__Task brief__
Reproduce the entries below, swapping "orange sticker" for "yellow sticker" and leaving everything else unchanged.

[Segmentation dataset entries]
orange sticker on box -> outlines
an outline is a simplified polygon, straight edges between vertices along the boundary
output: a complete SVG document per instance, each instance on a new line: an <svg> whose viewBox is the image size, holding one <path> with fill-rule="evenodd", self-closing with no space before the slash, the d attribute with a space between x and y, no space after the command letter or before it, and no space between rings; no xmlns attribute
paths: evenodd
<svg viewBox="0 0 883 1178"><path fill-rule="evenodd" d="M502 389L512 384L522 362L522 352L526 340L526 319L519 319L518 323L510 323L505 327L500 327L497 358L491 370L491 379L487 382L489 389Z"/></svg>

__Written solution__
yellow sticker on box -> outlines
an outline is a simplified polygon, straight edges between vertices along the boundary
output: a complete SVG document per instance, each instance on a new line: an <svg> whose viewBox is the image size, holding one <path> with fill-rule="evenodd", self-closing with no space before the slash, the d attribute with a space between x and y, no space after the command letter or before it, and no space between rings; no xmlns attribute
paths: evenodd
<svg viewBox="0 0 883 1178"><path fill-rule="evenodd" d="M502 389L512 384L522 362L522 352L526 340L526 319L519 319L518 323L510 323L505 327L500 327L497 358L491 370L491 379L487 382L489 389Z"/></svg>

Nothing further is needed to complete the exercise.